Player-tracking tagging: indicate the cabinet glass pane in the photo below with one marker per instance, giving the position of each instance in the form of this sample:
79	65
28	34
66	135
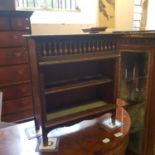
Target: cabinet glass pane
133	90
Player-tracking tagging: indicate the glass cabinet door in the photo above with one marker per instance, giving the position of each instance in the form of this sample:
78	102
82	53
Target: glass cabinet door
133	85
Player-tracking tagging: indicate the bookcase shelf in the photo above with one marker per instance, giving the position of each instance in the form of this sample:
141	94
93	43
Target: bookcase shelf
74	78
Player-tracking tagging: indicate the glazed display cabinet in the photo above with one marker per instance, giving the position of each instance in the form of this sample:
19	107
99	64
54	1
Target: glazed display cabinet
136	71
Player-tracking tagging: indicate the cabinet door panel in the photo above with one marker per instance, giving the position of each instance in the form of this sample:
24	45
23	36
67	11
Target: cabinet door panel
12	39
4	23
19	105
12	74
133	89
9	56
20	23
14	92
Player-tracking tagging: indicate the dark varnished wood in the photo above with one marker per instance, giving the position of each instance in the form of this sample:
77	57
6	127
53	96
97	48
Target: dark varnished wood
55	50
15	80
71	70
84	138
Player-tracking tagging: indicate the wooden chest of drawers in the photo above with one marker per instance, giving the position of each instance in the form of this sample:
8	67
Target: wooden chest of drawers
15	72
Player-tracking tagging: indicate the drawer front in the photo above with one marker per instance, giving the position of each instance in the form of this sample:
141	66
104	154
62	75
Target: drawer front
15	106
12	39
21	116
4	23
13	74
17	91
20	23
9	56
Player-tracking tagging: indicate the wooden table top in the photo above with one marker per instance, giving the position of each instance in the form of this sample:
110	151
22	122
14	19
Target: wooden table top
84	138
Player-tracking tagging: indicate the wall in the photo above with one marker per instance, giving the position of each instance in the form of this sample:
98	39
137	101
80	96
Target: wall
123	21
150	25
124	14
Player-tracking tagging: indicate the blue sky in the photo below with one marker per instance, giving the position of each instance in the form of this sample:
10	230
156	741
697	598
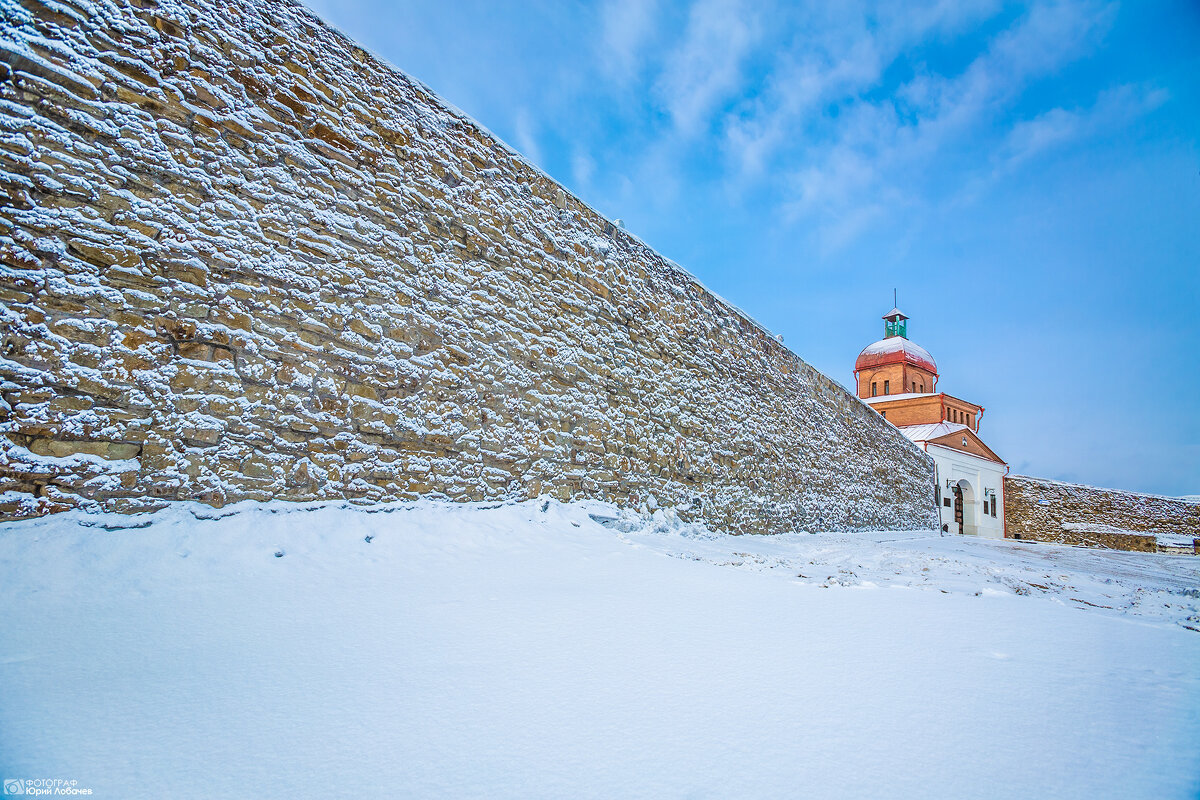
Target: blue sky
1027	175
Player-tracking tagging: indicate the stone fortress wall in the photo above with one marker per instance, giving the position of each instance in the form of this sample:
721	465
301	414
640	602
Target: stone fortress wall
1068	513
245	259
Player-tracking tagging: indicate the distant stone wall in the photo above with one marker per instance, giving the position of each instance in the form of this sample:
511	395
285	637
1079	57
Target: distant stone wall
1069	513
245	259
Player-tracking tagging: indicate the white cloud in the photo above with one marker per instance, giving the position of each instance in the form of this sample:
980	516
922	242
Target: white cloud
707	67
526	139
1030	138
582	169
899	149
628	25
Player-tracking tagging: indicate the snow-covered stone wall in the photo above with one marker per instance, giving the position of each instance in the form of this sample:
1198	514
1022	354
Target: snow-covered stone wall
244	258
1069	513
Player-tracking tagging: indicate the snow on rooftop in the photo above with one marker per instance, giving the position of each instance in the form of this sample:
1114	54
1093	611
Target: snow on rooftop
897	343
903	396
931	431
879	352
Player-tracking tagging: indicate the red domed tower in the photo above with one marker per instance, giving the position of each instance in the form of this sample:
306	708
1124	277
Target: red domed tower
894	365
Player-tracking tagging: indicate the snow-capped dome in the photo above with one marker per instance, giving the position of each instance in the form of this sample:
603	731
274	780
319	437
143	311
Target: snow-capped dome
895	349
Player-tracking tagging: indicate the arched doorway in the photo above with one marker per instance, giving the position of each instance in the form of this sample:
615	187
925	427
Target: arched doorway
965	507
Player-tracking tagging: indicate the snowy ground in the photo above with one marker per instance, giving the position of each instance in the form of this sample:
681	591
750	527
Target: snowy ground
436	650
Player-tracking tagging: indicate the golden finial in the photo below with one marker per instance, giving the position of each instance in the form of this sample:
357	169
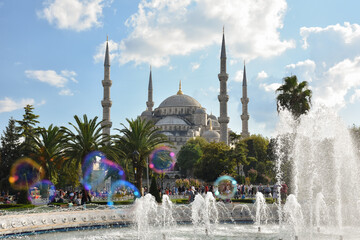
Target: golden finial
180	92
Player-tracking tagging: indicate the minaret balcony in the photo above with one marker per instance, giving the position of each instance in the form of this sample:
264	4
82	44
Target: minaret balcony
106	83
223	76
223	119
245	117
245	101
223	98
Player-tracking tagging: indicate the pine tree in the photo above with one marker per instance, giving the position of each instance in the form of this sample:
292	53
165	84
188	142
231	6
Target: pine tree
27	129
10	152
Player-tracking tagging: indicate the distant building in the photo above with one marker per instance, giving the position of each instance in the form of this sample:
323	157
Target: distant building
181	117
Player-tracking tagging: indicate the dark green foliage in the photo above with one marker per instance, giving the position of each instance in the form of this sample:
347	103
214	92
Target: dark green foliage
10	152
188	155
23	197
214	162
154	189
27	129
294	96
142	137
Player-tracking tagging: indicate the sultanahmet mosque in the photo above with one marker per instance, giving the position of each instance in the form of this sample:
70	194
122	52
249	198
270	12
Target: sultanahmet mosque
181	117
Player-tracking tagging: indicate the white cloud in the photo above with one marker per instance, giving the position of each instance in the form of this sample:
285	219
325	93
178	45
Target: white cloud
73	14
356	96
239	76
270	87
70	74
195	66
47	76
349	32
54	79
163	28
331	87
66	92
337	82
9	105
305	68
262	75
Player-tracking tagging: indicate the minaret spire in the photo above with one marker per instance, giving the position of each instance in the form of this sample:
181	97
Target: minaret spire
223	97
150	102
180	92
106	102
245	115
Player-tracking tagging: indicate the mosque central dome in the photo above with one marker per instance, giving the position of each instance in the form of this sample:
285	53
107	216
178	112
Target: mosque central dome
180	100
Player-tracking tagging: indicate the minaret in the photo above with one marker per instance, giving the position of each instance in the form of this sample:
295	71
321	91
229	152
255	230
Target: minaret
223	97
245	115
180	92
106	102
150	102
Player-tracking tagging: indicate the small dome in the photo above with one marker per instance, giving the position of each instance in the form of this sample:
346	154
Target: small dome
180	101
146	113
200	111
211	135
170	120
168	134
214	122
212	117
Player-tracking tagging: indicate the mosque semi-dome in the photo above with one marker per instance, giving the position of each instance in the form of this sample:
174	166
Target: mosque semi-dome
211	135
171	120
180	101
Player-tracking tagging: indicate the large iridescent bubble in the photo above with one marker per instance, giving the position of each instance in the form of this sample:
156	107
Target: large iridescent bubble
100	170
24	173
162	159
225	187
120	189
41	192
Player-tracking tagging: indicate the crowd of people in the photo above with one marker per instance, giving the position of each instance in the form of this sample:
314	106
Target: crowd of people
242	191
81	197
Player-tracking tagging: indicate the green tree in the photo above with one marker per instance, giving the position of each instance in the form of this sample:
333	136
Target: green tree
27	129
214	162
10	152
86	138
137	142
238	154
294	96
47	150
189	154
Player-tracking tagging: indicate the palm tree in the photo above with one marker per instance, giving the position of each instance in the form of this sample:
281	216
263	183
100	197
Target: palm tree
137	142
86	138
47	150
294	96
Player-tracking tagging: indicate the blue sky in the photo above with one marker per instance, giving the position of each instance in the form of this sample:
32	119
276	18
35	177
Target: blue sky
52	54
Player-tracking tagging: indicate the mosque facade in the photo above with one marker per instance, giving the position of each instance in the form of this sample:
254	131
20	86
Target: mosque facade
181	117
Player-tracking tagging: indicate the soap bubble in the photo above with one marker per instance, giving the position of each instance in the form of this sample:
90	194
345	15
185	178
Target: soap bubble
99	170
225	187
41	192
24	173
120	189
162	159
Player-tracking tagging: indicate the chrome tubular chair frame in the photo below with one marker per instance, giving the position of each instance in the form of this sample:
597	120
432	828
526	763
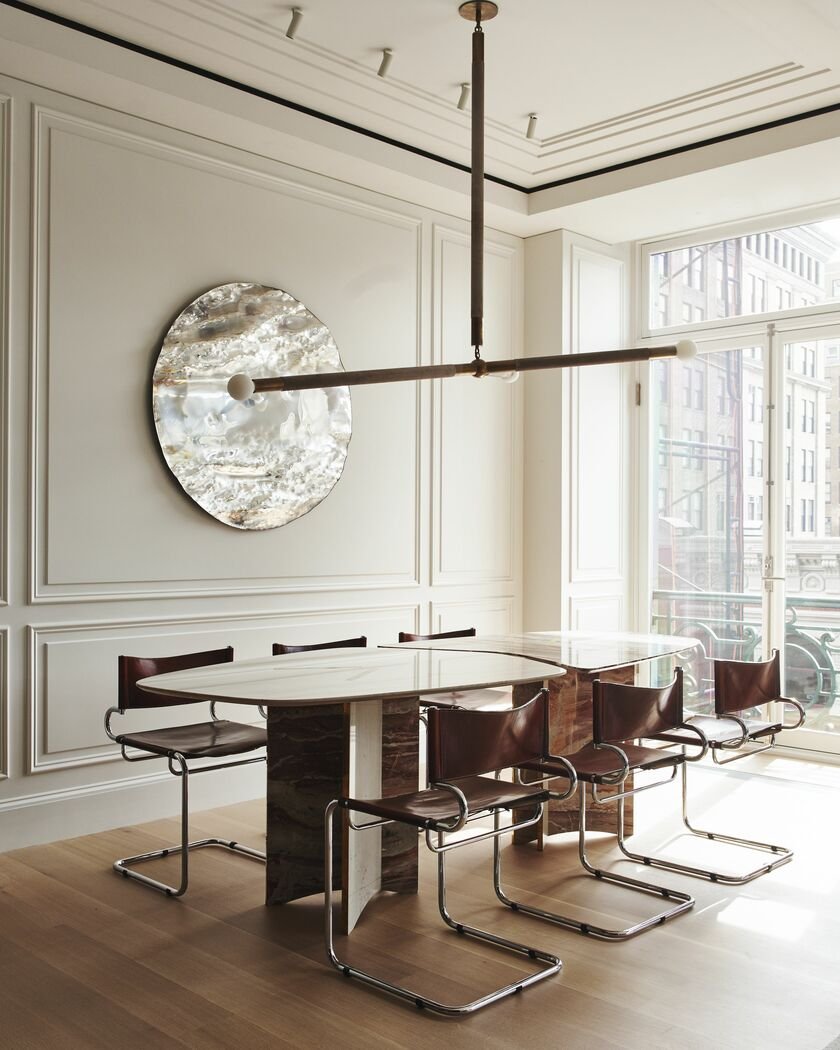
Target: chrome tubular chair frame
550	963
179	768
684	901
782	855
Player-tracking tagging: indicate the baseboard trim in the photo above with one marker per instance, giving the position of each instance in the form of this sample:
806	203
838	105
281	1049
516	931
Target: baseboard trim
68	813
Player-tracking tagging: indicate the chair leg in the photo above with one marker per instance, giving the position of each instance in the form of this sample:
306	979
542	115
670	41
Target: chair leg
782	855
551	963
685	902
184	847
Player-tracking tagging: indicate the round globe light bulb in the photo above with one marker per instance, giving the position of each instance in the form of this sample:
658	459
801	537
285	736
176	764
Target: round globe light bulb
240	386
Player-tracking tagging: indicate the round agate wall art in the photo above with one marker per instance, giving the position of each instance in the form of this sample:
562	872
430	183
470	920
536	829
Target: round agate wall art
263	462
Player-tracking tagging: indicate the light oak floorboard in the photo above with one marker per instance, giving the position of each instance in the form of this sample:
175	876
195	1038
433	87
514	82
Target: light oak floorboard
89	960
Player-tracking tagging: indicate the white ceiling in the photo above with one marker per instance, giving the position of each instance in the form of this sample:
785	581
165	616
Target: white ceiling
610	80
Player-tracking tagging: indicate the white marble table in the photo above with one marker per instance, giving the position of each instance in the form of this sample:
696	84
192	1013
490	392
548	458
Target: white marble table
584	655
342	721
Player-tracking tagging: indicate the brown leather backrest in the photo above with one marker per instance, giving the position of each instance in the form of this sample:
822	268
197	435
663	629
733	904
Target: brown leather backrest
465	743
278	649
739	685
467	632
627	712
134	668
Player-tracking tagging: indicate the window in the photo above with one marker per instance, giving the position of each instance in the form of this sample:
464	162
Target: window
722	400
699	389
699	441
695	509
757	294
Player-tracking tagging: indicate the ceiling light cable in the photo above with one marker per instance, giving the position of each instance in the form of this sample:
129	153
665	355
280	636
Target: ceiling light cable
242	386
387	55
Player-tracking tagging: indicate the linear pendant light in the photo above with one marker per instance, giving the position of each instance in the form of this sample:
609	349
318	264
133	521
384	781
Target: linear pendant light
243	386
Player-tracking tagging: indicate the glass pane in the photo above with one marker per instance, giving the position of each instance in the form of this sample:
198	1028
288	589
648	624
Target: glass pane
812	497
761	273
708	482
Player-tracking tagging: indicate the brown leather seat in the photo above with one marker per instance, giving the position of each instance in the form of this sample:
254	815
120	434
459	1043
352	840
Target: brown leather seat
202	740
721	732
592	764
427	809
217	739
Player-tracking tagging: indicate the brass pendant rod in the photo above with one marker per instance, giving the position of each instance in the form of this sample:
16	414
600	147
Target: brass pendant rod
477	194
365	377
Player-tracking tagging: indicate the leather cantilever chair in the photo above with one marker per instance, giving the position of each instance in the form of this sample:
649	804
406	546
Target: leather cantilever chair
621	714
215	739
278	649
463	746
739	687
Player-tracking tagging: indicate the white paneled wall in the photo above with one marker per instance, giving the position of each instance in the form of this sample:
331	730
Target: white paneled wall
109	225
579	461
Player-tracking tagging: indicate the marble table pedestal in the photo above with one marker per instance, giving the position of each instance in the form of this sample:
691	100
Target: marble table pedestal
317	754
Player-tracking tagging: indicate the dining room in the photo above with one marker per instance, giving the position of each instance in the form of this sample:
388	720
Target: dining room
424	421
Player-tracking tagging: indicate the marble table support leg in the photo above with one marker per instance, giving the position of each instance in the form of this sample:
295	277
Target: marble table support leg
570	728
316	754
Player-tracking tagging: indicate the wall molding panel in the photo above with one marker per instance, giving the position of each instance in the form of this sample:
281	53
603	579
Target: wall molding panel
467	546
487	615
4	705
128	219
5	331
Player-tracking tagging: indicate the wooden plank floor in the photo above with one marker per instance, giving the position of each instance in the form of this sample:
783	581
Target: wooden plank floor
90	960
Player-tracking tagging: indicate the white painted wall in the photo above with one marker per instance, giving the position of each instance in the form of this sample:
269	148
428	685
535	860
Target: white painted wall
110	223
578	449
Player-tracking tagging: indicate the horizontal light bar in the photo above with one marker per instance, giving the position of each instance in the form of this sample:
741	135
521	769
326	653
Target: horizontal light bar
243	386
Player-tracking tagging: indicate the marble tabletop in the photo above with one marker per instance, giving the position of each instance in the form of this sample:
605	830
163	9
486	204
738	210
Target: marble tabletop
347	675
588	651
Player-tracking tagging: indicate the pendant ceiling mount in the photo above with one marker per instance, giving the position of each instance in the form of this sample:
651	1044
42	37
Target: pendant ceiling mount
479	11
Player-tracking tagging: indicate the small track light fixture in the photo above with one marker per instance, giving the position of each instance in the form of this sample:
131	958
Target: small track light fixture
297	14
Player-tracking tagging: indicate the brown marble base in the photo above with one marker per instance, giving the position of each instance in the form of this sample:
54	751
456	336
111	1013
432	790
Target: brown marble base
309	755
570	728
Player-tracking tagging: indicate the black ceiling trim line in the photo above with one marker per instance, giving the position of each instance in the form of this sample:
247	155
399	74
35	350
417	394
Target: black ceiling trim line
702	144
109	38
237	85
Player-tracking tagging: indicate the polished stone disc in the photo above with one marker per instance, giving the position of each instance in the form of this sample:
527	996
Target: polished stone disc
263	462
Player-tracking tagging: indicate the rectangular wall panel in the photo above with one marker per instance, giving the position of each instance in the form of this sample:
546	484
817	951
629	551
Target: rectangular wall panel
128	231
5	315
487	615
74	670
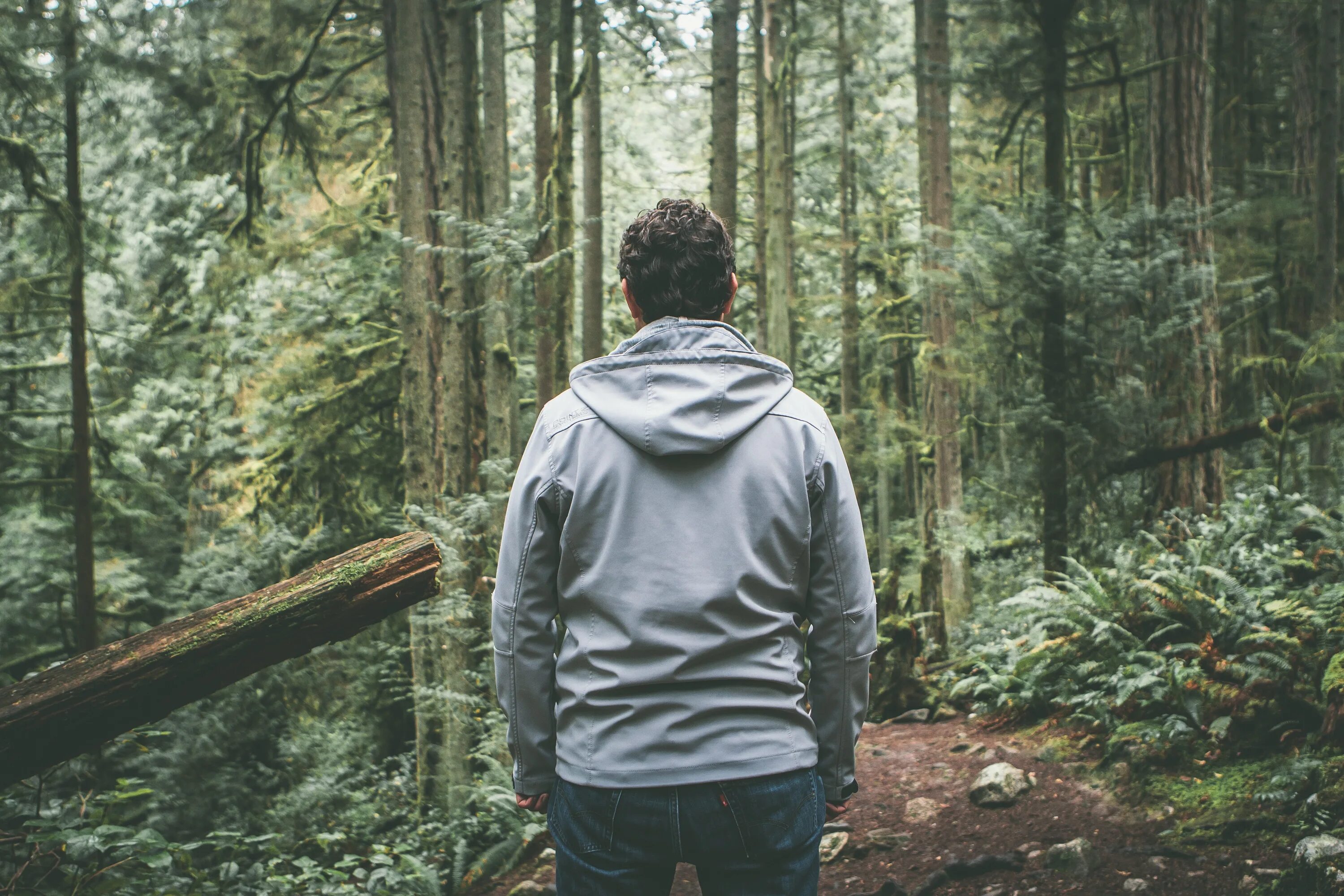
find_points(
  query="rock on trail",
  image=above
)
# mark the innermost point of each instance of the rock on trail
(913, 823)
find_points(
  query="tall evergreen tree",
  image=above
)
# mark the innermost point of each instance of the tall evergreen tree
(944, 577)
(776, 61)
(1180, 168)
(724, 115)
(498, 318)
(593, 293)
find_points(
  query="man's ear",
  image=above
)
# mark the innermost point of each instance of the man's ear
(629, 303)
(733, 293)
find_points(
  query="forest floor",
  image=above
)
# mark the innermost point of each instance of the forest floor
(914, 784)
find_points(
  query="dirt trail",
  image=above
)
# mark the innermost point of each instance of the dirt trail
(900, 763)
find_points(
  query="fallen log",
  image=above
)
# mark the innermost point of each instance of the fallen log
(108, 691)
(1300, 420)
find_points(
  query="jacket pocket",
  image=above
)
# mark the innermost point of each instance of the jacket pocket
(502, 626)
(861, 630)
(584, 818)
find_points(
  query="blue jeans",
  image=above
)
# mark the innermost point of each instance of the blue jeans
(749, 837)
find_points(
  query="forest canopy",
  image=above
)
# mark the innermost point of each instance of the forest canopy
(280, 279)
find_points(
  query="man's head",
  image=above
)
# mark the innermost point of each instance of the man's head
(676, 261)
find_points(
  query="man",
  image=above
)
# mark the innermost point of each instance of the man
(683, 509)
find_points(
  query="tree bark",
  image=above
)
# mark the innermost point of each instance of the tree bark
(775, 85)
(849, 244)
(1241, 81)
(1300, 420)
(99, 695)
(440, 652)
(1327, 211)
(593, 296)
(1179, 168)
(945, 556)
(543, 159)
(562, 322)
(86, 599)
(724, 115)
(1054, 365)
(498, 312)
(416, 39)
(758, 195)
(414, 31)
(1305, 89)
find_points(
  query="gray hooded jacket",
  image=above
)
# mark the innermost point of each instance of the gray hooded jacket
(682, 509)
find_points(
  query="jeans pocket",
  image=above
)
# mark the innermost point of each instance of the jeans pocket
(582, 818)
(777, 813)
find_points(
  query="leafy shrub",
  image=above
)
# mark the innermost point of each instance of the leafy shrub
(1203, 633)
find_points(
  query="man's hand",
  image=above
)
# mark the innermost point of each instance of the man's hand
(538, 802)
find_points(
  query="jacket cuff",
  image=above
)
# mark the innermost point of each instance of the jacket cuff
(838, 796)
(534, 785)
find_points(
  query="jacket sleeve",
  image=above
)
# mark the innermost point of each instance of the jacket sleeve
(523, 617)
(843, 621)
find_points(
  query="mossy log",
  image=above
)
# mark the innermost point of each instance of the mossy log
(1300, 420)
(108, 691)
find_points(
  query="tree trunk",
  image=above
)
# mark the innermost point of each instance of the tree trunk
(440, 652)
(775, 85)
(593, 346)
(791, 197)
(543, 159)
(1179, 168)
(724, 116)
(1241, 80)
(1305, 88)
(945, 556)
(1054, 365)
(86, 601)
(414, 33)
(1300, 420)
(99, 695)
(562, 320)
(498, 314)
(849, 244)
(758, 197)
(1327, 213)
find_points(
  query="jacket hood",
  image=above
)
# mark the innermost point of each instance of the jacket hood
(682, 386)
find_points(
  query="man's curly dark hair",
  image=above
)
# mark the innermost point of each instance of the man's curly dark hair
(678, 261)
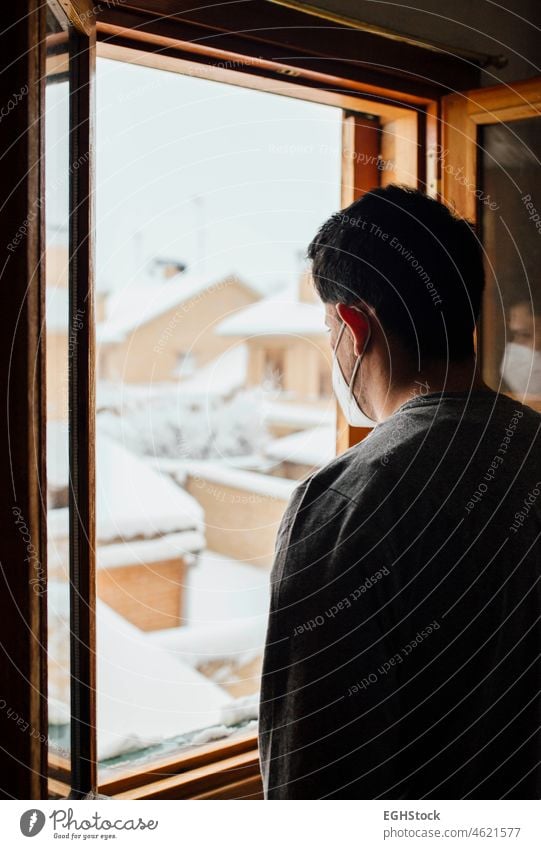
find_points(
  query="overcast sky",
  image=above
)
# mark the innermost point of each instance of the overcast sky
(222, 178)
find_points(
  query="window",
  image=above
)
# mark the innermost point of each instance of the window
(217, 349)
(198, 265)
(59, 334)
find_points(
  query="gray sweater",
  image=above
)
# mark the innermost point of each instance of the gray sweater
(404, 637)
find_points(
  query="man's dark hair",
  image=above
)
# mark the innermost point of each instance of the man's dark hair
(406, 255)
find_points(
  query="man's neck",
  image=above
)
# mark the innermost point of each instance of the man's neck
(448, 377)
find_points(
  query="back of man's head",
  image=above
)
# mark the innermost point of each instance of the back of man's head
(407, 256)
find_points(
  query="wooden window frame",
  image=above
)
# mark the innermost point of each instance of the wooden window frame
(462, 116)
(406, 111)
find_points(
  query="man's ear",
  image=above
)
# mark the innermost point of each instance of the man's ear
★ ★ ★ ★ ★
TASK OBJECTIVE:
Copy the lines that hold the word "below". Take them from the records above.

EXERCISE RESULT:
Player-tracking tagging: indicate the cabinet glass pane in the photo below with one marker per instance, giving the position of each instance in the form of this sample:
Player-tracking tagging: indicate the blue sky in the photo below with one marker per instance, giving the position of each instance in the form of this sample:
Player-tracking tagging: indicate the golden finial in the photo below with one marker per instance, giving the position of each instance in the form of this sample:
Player-tracking tagging: indicate the chrome tubular chair frame in the photo below with one marker per instance, giving the position of each instance in the form of this sample:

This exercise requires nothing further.